▶ PROBLEMAS POR RESOLVER:
(1) Por favor, indica si cada afirmación concuerda con el fragmento, respondiendo sí o no y citando literalmente las palabras del fragmento que lo deciden: (a) los trabajadores exigen a los políticos que hagan voto de pobreza; (b) se mencionan aviones y helicópteros del Ejército; (c) lo que se pide es que los impuestos reviertan en beneficio de todos.
(2) Reproduce sin cambios la parte del fragmento comprendida entre "Me pregunto lo" y "no les roben.", ambos incluidos.

▶ FRAGMENTO PROPORCIONADO:
Me pregunto lo que deben sentir
íntimamente todos los que necesitan usar diariamente dos o tres medios públicos
de transporte para ir al trabajo y que a veces hacen kilómetros a pie para
ahorrarse unas monedas, cuando ven a algunos políticos usando, sin necesidad,
aviones y helicópteros del Ejército o de empresarios -a veces corruptos- por
pura comodidad o porque se consideran disminuidos viajando como todos los
mortales.
Nadie, ni siquiera los trabajadores
más humildes, exige a sus políticos que hagan voto de pobreza o que dejen de
usar los medios que necesitan para ejercer con eficacia su trabajo. Lo que
piden y exigen es que los impuestos reviertan en beneficio de todos. Y no solo
de unos pocos.Y que no les roben.
¿Y qué sienten los corruptos?

Entradas de identificación de ubicaciones:

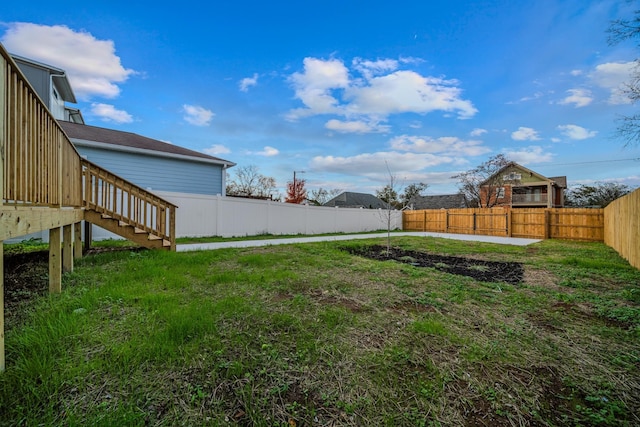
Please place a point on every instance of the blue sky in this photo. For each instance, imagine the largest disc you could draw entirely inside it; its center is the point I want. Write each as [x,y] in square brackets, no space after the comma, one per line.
[344,90]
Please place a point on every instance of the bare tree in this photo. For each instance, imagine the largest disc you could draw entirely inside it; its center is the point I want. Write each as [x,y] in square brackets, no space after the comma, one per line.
[600,194]
[296,193]
[481,184]
[389,195]
[619,31]
[249,182]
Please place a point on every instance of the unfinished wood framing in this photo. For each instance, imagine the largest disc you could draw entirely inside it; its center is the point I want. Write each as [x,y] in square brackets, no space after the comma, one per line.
[67,248]
[55,261]
[46,185]
[2,363]
[77,240]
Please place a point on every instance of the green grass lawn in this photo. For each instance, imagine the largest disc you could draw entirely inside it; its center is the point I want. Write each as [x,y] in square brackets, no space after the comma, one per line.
[309,334]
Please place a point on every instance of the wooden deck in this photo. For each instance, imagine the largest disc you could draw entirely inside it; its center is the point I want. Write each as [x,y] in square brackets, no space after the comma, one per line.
[47,185]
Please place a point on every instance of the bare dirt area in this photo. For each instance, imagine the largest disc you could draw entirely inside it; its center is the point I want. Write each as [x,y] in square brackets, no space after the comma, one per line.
[484,271]
[25,277]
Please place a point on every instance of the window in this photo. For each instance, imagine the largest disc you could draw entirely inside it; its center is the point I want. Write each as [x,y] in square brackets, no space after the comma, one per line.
[512,176]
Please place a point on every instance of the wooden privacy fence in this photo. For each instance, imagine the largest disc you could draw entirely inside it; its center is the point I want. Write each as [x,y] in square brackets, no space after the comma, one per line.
[622,227]
[539,223]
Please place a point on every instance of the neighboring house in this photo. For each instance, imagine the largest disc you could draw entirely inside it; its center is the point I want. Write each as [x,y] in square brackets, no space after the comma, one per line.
[442,201]
[52,86]
[149,163]
[356,200]
[518,187]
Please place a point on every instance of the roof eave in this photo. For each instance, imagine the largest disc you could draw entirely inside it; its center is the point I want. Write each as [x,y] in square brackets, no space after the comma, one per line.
[143,151]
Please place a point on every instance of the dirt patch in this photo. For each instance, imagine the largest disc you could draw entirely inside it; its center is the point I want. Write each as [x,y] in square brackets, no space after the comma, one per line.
[26,276]
[484,271]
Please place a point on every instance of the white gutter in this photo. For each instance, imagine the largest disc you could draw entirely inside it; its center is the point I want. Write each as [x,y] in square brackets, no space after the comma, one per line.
[123,148]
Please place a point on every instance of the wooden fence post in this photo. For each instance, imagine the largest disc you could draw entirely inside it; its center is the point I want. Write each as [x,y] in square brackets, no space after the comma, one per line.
[547,224]
[446,220]
[474,223]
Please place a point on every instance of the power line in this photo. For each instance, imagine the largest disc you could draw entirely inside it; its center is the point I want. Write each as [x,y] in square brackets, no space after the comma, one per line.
[587,163]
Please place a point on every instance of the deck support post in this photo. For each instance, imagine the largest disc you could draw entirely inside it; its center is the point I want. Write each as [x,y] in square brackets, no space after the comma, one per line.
[67,248]
[2,365]
[55,261]
[77,240]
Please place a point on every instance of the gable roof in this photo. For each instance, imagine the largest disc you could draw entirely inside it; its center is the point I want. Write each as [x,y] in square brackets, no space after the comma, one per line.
[441,201]
[356,200]
[560,181]
[110,139]
[62,82]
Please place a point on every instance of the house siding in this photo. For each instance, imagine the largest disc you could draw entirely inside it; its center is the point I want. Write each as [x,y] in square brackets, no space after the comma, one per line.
[159,173]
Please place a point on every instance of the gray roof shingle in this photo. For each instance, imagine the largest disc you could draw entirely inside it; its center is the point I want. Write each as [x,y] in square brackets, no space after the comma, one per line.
[130,140]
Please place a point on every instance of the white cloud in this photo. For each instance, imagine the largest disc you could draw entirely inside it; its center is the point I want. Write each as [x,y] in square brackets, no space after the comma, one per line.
[92,65]
[478,132]
[612,76]
[248,82]
[371,68]
[355,127]
[267,152]
[449,145]
[375,164]
[577,132]
[525,134]
[109,113]
[216,149]
[532,154]
[325,87]
[196,115]
[314,86]
[408,92]
[578,97]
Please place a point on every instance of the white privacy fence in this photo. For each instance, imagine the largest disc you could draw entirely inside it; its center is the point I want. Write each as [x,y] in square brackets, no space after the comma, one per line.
[200,215]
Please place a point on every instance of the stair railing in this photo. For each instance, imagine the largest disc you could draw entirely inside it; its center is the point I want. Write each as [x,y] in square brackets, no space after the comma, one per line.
[40,166]
[115,197]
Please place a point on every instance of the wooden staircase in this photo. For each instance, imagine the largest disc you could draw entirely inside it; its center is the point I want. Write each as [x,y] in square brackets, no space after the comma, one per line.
[127,210]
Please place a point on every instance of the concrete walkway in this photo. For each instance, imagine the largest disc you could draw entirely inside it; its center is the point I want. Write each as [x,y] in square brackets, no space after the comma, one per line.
[292,240]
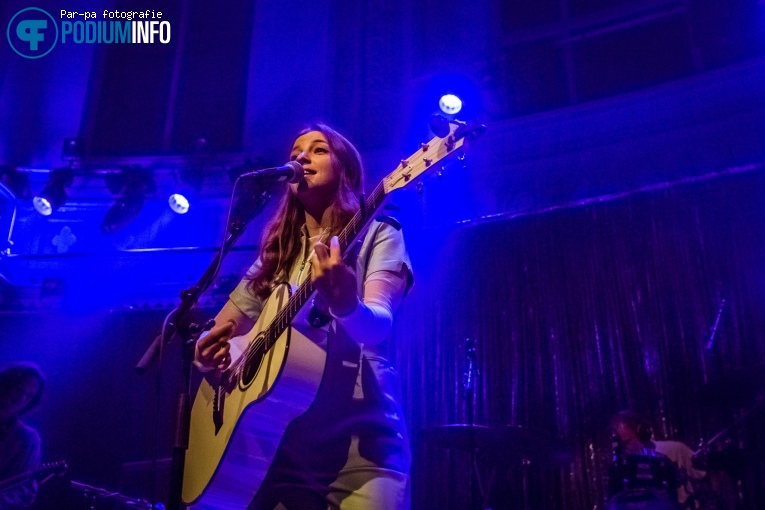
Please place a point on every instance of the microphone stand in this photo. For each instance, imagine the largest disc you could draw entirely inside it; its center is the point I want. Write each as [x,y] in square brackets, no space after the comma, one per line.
[469,386]
[178,323]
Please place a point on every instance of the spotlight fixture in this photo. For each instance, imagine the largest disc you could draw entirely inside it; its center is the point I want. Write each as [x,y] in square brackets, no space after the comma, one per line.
[17,182]
[450,104]
[133,183]
[53,194]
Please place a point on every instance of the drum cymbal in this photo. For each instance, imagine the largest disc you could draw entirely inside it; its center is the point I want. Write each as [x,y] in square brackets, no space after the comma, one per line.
[509,444]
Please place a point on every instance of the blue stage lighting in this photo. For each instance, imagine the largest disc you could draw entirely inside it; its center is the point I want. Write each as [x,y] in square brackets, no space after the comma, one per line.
[450,104]
[178,203]
[53,194]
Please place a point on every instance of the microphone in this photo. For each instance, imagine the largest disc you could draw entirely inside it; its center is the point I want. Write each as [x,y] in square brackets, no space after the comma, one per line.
[290,172]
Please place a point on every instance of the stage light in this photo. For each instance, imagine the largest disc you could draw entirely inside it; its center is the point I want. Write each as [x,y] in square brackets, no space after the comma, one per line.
[73,149]
[53,194]
[450,104]
[135,183]
[178,203]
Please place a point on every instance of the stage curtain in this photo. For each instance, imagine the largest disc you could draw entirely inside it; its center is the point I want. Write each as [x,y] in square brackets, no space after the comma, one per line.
[576,314]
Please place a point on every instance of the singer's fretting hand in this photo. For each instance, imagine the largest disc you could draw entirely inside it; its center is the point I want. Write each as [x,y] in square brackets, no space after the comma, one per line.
[213,348]
[335,281]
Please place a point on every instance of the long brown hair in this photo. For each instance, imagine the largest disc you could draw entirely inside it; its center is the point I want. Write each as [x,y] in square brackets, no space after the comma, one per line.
[280,247]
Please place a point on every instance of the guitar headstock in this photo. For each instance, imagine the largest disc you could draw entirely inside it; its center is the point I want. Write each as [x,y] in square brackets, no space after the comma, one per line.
[431,155]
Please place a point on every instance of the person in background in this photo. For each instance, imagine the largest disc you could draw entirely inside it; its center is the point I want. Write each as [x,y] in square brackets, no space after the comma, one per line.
[635,436]
[21,387]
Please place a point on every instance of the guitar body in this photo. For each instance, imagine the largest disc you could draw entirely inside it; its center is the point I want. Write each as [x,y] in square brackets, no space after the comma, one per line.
[227,462]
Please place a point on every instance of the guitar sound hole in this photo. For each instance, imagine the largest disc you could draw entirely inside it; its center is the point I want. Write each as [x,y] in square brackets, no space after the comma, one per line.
[255,359]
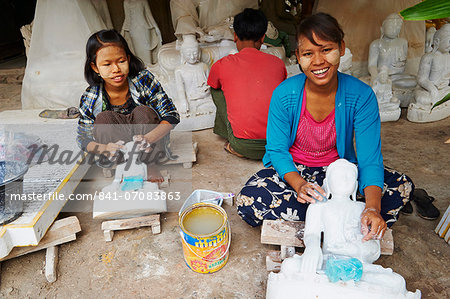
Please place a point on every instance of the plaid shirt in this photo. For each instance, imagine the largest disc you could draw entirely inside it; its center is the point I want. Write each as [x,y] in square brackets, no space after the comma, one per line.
[145,90]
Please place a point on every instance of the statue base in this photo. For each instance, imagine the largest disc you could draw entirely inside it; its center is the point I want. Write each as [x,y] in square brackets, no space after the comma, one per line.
[419,114]
[196,122]
[405,95]
[390,115]
[308,285]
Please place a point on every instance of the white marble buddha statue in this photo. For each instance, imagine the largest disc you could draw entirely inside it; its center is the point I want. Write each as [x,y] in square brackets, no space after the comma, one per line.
[339,220]
[141,30]
[433,80]
[391,50]
[191,79]
[206,18]
[388,105]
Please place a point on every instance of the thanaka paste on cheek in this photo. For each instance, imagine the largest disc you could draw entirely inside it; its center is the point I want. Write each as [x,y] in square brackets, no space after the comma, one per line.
[333,57]
[305,62]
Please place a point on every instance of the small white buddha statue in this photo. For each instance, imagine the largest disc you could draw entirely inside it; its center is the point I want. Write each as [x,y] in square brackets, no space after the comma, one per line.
[191,80]
[429,39]
[434,80]
[391,50]
[141,30]
[388,105]
[339,220]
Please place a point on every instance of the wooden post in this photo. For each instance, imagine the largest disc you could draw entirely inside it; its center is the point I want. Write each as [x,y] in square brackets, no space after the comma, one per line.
[51,261]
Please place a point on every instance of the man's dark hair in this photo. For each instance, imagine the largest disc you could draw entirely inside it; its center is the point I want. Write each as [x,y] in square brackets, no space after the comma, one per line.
[323,25]
[101,39]
[251,24]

▶ RESPUESTAS:
(1)
(a) No: "Nadie, ni siquiera los trabajadores más humildes, exige a sus políticos que hagan voto de pobreza"
(b) Sí: "aviones y helicópteros del Ejército"
(c) Sí: "Lo que piden y exigen es que los impuestos reviertan en beneficio de todos."

(2)
Me pregunto lo que deben sentir
íntimamente todos los que necesitan usar diariamente dos o tres medios públicos
de transporte para ir al trabajo y que a veces hacen kilómetros a pie para
ahorrarse unas monedas, cuando ven a algunos políticos usando, sin necesidad,
aviones y helicópteros del Ejército o de empresarios -a veces corruptos- por
pura comodidad o porque se consideran disminuidos viajando como todos los
mortales.
Nadie, ni siquiera los trabajadores
más humildes, exige a sus políticos que hagan voto de pobreza o que dejen de
usar los medios que necesitan para ejercer con eficacia su trabajo. Lo que
piden y exigen es que los impuestos reviertan en beneficio de todos. Y no solo
de unos pocos.Y que no les roben.